▶ What to do:
Look through the data below for the line with "I'm looking at this screenshot and can't find the waterfall.", and transcribe it exactly together with each line after it up to and including the line with "I'm looking at this screenshot and can't find the tree branch.". Give nothing else.

▶ Source information:
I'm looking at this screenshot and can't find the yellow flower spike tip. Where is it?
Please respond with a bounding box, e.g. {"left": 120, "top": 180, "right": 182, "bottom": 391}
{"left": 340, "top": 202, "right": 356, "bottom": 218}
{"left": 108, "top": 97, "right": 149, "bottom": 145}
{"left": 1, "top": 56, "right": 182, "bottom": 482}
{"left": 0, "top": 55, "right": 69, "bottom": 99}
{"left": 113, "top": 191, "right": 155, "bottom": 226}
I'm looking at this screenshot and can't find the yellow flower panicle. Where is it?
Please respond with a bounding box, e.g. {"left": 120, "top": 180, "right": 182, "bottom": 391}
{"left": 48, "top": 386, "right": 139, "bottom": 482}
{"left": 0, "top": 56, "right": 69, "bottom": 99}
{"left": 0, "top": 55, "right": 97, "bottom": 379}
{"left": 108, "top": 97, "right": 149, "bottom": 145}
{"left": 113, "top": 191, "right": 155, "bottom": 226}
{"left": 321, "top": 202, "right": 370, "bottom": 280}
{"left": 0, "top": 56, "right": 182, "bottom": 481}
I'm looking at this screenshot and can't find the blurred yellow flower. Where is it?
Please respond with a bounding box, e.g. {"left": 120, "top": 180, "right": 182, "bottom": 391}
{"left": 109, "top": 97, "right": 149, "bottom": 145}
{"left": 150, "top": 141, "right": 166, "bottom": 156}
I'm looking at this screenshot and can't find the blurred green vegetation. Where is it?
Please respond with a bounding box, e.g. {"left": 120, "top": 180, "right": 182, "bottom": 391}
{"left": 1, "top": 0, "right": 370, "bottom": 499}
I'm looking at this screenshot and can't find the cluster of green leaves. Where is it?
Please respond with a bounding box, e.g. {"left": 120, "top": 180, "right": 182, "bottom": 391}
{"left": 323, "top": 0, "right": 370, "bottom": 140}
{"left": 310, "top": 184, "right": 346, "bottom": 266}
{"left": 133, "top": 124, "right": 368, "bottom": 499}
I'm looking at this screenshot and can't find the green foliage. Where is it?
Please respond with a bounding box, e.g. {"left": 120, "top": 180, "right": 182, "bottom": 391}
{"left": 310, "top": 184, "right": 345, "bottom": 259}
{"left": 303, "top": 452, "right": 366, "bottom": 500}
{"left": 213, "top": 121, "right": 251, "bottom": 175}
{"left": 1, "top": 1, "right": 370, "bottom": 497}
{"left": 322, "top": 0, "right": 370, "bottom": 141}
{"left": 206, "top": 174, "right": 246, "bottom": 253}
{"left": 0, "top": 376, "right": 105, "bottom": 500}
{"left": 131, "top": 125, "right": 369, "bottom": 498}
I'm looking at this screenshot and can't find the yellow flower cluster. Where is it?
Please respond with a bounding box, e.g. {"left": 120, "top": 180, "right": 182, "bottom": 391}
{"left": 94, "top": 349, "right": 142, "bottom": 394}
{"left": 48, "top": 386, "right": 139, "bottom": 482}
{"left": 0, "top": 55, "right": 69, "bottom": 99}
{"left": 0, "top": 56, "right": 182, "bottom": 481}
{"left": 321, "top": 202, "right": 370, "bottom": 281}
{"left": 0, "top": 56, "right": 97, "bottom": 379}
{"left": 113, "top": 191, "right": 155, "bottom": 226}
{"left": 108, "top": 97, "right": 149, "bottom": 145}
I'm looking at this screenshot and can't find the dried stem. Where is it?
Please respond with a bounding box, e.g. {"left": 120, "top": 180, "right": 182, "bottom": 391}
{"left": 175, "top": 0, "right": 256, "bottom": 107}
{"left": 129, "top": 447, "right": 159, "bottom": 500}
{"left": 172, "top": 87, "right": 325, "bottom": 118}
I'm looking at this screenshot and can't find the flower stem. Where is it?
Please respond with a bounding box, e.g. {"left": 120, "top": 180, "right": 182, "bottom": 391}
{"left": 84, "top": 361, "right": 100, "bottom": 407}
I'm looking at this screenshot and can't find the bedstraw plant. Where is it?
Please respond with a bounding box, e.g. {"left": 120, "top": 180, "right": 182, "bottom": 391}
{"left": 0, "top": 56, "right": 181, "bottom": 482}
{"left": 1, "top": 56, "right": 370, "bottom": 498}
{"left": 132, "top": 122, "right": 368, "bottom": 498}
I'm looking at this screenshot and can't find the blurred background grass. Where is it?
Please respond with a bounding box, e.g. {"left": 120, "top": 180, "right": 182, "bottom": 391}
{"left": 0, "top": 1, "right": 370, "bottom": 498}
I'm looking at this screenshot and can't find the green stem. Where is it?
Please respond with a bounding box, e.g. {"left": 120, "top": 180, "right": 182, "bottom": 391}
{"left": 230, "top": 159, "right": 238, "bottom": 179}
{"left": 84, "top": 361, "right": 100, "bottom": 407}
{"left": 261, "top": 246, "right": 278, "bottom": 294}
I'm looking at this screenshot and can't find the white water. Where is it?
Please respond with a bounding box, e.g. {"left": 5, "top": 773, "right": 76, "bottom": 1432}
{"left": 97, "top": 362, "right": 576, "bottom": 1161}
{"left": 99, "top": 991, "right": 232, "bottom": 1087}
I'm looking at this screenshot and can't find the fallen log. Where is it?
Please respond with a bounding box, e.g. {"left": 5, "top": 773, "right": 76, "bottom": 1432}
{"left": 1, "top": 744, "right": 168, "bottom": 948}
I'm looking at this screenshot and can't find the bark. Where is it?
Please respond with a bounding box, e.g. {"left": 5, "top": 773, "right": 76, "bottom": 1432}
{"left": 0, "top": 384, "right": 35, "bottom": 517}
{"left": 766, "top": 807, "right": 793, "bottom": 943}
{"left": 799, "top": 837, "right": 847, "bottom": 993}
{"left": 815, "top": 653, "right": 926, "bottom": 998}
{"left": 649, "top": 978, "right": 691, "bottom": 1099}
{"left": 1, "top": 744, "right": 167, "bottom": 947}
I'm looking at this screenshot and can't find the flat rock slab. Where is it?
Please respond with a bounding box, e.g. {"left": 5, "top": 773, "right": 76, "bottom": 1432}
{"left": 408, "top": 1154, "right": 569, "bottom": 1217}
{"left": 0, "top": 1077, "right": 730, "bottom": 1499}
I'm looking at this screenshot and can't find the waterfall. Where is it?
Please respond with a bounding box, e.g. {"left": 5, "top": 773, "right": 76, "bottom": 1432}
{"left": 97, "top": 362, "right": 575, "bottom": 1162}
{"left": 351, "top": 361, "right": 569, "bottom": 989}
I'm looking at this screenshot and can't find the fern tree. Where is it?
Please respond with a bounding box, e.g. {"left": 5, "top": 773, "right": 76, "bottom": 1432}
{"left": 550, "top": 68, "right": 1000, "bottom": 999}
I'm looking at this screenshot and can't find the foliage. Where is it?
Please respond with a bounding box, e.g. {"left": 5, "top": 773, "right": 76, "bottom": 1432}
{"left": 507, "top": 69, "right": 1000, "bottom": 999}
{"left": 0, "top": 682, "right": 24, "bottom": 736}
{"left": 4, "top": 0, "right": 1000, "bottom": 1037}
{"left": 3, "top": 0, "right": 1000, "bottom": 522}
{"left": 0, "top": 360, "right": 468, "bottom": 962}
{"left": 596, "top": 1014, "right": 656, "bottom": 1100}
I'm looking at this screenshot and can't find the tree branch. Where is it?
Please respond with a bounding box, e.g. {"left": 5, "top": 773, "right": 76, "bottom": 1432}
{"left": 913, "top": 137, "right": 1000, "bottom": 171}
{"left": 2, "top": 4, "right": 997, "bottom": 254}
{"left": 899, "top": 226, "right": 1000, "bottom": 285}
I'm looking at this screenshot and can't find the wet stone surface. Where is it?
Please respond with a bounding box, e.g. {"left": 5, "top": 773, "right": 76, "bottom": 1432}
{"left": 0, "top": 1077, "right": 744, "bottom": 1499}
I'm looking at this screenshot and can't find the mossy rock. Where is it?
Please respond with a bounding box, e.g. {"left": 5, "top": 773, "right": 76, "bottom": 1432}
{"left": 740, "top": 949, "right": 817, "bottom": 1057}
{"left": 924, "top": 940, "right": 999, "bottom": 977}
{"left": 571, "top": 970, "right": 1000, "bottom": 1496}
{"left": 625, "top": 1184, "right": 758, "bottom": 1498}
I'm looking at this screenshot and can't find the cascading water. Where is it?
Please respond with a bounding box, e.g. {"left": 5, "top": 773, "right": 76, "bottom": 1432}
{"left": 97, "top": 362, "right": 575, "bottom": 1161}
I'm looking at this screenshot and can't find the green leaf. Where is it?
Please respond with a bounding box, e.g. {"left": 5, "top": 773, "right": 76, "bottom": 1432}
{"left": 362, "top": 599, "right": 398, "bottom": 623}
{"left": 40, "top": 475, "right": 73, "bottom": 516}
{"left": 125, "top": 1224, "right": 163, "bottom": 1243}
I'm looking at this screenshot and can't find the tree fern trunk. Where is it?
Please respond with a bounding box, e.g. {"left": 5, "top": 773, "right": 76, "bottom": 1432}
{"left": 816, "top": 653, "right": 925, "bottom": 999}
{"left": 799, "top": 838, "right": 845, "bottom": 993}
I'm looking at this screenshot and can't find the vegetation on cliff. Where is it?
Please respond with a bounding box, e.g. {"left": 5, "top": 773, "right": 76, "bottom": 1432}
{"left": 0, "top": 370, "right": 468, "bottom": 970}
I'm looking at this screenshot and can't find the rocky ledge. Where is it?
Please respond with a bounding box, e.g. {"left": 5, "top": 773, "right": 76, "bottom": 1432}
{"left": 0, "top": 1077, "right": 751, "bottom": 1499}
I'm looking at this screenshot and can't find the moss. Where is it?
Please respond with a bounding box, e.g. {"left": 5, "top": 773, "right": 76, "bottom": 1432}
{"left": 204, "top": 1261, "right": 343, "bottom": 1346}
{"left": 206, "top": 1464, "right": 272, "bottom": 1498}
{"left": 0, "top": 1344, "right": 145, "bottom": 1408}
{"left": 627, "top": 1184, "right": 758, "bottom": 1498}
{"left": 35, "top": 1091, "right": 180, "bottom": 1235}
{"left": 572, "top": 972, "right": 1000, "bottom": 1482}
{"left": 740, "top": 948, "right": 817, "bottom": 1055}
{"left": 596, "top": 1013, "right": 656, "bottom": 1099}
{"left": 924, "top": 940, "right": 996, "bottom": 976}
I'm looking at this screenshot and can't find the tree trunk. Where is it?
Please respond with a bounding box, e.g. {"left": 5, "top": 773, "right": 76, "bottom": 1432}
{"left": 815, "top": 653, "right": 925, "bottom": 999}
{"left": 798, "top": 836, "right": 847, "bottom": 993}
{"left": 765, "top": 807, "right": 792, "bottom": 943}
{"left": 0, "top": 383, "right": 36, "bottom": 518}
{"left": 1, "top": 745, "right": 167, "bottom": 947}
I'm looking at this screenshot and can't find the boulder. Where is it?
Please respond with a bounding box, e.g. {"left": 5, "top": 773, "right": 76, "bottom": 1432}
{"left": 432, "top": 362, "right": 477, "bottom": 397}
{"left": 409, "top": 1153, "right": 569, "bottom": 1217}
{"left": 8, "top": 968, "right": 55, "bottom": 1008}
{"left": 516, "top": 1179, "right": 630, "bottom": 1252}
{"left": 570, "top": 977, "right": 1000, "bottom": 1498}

▶ Answer for the task:
I'm looking at this screenshot and can't find the waterfall. Where is it?
Please respond with a bounding box, e.g. {"left": 5, "top": 773, "right": 76, "bottom": 1432}
{"left": 97, "top": 362, "right": 575, "bottom": 1162}
{"left": 351, "top": 361, "right": 569, "bottom": 989}
I'm looking at this screenshot and can't find the fern tree. Where is it?
Please respond with a bounding box, e.g. {"left": 5, "top": 773, "right": 76, "bottom": 1432}
{"left": 550, "top": 68, "right": 1000, "bottom": 999}
I'm looking at this screenshot and can't find the foliage. Where is it?
Please respond with a bounding box, e.g. {"left": 5, "top": 773, "right": 76, "bottom": 1432}
{"left": 507, "top": 69, "right": 1000, "bottom": 999}
{"left": 0, "top": 682, "right": 24, "bottom": 736}
{"left": 4, "top": 0, "right": 1000, "bottom": 1037}
{"left": 3, "top": 0, "right": 1000, "bottom": 522}
{"left": 0, "top": 360, "right": 468, "bottom": 962}
{"left": 596, "top": 1014, "right": 656, "bottom": 1100}
I'm looking at this screenshot and can't find the tree branch. Where is it?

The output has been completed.